### WHAT THE TASK REQUIRES
The records below should be set down in full, please, without any change.

### SUPPLIED DATA
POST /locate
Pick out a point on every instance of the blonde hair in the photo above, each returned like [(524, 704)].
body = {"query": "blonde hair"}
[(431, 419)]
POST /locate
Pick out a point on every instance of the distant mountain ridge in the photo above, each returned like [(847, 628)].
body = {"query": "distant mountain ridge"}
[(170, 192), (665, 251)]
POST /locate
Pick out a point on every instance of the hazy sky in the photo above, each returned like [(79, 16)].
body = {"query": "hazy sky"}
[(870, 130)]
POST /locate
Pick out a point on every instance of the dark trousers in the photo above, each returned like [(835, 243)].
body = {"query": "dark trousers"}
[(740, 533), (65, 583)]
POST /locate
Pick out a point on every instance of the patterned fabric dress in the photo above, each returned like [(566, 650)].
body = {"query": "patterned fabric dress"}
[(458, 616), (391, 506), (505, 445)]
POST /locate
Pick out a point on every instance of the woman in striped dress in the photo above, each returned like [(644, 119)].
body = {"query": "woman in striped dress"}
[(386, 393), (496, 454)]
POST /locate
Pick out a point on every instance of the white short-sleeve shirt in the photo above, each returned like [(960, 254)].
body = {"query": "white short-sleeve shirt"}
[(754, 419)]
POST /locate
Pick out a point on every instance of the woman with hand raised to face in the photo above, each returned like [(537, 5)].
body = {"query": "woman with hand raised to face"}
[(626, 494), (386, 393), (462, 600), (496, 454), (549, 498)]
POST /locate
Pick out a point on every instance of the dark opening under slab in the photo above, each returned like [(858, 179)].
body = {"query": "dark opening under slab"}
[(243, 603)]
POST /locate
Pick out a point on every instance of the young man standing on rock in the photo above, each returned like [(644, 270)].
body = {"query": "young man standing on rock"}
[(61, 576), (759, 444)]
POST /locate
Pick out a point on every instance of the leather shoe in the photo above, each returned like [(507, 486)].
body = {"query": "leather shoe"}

### REPLY
POST /locate
Pick out a point on every instance of the blonde hair in the photo above, each returned like [(524, 704)].
body = {"query": "blonde hair"}
[(431, 419)]
POST /locate
Pick out a point on every instance of the distant mountain ridge in the photo above, each returned like [(847, 628)].
body = {"query": "distant mountain ridge"}
[(170, 192), (665, 251)]
POST /locate
Pick out a point on every instance of the hazy sky in the photo above, each returned like [(79, 16)].
body = {"query": "hazy sky"}
[(870, 130)]
POST /locate
Pick out a point on every instance of the dark trousers in the photo above, each returned like [(835, 243)].
body = {"query": "dark trousers"}
[(740, 533), (65, 583)]
POST /locate
Pick out a point on every instance of the patterned fabric dress in the photo above, each returned like [(566, 650)].
body = {"query": "patterned fabric dress"}
[(458, 616), (391, 506), (505, 445)]
POST /locate
Pick out a point on every instance of the woman in striped dress in the photo above, each returned like [(644, 119)].
body = {"query": "woman in striped dress"}
[(386, 393), (496, 454)]
POST /locate
Pick out a point on every instance of the white short-sleeve shirt in the photo above, each returned like [(960, 254)].
body = {"query": "white short-sleeve shirt"}
[(754, 419)]
POST /locate
Pick out a point on every instance of the woman with hand raised to face in the photo above, each returned like [(537, 5)].
body = {"query": "woman with hand raised to face"}
[(626, 494), (386, 393), (462, 600), (496, 454), (549, 498)]
POST /locate
Pick out a point on every instance of the dark opening under slab in the photo above, each returned like [(858, 179)].
body = {"query": "dark opening under slab"}
[(243, 603)]
POST /locate
Pick out a point on every instance of the young man standing on rock in the photo above, each returned like [(644, 270)].
body = {"query": "young man standing on rock"}
[(61, 576), (759, 444)]
POST /locate
Pick out a point on every instance of the leather shoe in the photo above, each returned like [(507, 486)].
body = {"query": "leather shoe"}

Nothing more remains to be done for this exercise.